** PASSAGE TO READ follows **

Editor's letter

UK stocks finally start to rise – but not as one

The UK Stockmarket recovery is finally getting some traction, says Merryn Somerset Webb. But not all stocks will recover in the same way.

We’ve been telling you that the UK stockmarket looks ridiculously cheap for some time now. We’re finally getting some traction. The FTSE 100 rose more than 12% in November as attention turned to the fact that we are nearer the end of the nightmare of rolling lockdowns (the first Covid-19 vaccines will roll out in the UK next week) – and possibly to the end of the relentless negativity around the type of trade deal we end up making with the EU. 

Even the analysts at Goldman Sachs are coming around to our way of thinking. The future of the UK is “not all negative”, they say (which is nice). We should get a “thin” trade deal (this may be the best kind) to work with; we will recover fast post-Covid-19; and crucially our equities are cheap (on a 10%-15% price/earnings discount to most European markets), and value orientated. 

That value bias has not served UK investors well in the growth-crazed environment of the last few years. But it might now – see our cover story on the great stockmarket rotation and the return of the commodity supercycle. The latter comes with one of the oldest stockmarket stories there is. Demand fell. Prices fell. Supply contracted. Now demand is on the up again. The supply isn’t there to meet it. So prices are rising. 

Not all value-orientated stocks will recover in the same way. As Barry Norris points out in an upcoming podcast the way in which this crisis has dragged out has meant that some of the things that looked like short-term behavioural adjustments in April may now settle in as habits. 

So while we will go back to our offices (we have to – careers are made from face-to-face contact) we won’t go to them quite as much as we did. Office space will stay a little less valuable and residential space a little more valuable than before (UK house prices are up 6.5% on the year and mortgage approvals are at a 13-year high). High street shops without a special experience element or a thriving online business won’t make it (as we can see from the fall of Philip Green). But come the spring, an awful lot of other things will go back to normal and far, far beyond. With the saved (and newly-created) Covid-19 cash burning holes in our pockets, we will eat, drink, shop and travel ourselves into a brilliant economic boom. Goldman sees UK GDP rising 7% next year. You’ll want to be invested in that.

What you won’t want to be is complacent. As John notes, government responses to the deflationary threat brought on by their lockdowns have been pretty much the same everywhere: huge money creation. Once that money gets moving in our new boom, it will create inflation. Then things will get more complicated (more on why you should worry about this in next week’s podcast with market strategist Russell Napier) and (once we get to 4% or so, says Napier) we will need to rethink our equity exposure. Stocks may be on the edge of a “roaring early-20s” rather than a “roaring all-of-20s”. Meanwhile some of you will want to hedge that inflation (and the nasty combination of inflation rising far above interest rates) with a little bitcoin. I’m sticking with gold. Bitcoin has no history of successfully preserving capital in times of inflation and financial repression. Gold does.

** End of PASSAGE TO READ **

PROBLEM 1 =
Answer these from the editor's letter:
(a) By how much did the FTSE 100 rise in November?
(b) What price/earnings discount to most European markets do the Goldman Sachs analysts give UK equities?
(c) By how much does Goldman see UK GDP rising next year?
PROBLEM 2 =
Return the section of the editor's letter starting at "Editor's letter" and ending at "with the EU.", copied word for word.

** RECORD EXCERPTS follows **

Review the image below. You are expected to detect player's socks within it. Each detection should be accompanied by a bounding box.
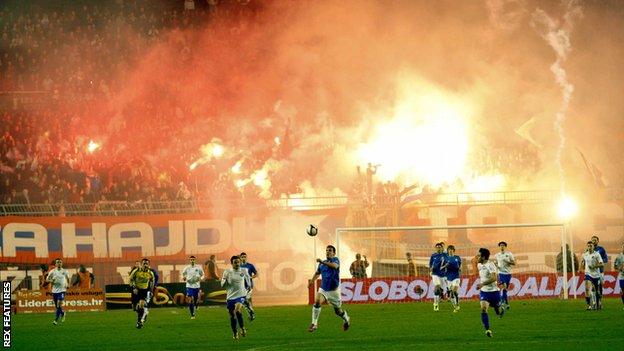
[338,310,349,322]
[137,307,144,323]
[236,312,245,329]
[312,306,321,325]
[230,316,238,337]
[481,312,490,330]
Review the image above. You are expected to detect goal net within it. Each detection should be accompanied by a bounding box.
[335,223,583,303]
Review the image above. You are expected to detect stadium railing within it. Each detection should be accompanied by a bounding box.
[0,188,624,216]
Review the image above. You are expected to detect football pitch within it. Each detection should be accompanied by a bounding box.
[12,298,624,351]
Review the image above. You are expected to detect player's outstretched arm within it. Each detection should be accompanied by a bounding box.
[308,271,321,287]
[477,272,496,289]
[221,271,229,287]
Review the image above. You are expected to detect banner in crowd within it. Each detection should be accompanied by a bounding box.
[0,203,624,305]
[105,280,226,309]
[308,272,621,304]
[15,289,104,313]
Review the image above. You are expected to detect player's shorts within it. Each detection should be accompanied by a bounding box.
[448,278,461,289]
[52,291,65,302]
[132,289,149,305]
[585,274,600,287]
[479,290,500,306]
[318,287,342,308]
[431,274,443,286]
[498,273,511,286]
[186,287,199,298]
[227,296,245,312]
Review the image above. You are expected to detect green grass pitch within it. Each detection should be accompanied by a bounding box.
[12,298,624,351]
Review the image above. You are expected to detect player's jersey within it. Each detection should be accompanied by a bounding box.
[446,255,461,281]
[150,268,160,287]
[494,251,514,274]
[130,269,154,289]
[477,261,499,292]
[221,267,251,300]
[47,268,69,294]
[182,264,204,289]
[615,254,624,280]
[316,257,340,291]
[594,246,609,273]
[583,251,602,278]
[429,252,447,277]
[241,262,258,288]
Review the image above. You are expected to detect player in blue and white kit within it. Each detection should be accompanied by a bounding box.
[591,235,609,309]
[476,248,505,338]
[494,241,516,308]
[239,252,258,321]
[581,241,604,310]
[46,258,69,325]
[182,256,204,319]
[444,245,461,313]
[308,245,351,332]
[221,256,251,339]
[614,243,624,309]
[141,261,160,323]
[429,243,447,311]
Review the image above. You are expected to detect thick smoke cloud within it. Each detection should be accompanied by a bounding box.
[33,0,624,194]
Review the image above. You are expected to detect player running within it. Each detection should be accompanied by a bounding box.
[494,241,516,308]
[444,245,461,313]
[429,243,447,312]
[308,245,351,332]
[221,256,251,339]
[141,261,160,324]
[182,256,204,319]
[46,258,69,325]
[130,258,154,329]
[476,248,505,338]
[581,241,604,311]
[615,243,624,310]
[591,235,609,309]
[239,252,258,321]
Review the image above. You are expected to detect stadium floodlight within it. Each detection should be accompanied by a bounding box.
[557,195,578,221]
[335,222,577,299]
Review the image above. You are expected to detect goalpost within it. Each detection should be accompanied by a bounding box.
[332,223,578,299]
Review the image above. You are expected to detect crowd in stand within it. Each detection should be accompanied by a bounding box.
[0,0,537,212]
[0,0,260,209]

** End of RECORD EXCERPTS **

TASK OUTPUT 1 =
(a) More than 12%
(b) 10%-15%
(c) 7%

TASK OUTPUT 2 =
Editor's letter

UK stocks finally start to rise – but not as one

The UK Stockmarket recovery is finally getting some traction, says Merryn Somerset Webb. But not all stocks will recover in the same way.

We’ve been telling you that the UK stockmarket looks ridiculously cheap for some time now. We’re finally getting some traction. The FTSE 100 rose more than 12% in November as attention turned to the fact that we are nearer the end of the nightmare of rolling lockdowns (the first Covid-19 vaccines will roll out in the UK next week) – and possibly to the end of the relentless negativity around the type of trade deal we end up making with the EU.